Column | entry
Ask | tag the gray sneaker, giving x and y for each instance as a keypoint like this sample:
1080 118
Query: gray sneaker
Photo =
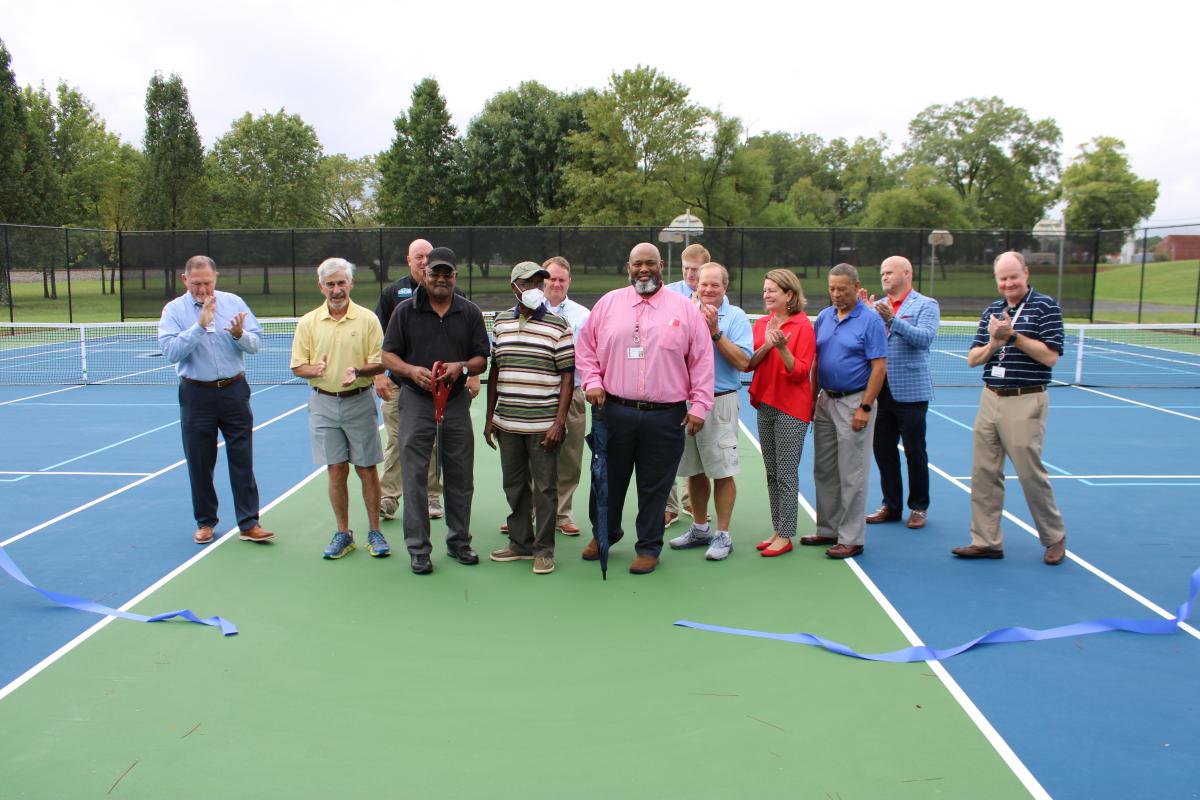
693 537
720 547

-- -- --

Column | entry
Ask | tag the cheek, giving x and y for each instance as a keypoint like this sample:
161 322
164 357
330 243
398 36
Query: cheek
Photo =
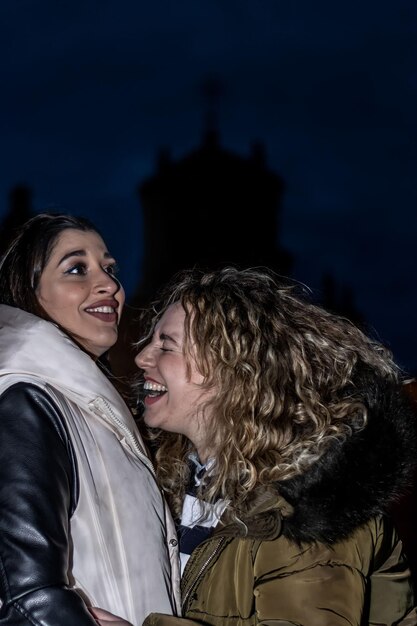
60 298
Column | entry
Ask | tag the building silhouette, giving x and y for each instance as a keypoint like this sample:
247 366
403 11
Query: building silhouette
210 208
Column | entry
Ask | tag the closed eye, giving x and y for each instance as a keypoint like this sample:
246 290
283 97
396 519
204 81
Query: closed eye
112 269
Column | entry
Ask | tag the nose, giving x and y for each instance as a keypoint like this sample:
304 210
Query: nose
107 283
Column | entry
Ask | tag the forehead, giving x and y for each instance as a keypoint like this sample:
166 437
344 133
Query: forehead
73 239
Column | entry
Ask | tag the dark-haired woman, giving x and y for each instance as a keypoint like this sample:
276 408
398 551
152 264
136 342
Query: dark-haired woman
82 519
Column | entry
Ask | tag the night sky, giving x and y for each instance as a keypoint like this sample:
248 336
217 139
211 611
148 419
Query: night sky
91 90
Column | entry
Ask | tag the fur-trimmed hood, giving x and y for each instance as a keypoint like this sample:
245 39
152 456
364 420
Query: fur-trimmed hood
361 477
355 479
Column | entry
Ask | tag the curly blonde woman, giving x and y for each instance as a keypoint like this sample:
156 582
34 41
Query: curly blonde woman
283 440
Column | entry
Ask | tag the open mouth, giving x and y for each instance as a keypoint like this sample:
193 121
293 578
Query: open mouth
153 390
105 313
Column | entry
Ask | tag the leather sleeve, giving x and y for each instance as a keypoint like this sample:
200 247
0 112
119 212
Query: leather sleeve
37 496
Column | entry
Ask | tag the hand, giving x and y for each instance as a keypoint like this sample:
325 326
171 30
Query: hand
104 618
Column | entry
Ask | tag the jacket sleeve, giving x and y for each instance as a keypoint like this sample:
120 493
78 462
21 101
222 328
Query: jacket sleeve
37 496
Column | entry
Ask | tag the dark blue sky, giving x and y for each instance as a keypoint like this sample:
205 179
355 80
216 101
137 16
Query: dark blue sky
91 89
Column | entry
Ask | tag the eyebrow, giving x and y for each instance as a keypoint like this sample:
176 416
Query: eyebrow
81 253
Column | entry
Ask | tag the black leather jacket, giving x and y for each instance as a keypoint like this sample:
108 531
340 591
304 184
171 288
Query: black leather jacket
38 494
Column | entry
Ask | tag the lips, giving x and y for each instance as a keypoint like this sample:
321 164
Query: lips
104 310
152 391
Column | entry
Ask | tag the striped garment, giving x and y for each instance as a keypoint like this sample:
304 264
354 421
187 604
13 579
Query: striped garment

-- -- --

> **Required work**: From the entries, copy out each line containing the word "sneaker".

> **Solved problem**:
Ask | tag the gray sneaker, giving x and y for each instance as a keypoint like this sample:
Query: gray sneaker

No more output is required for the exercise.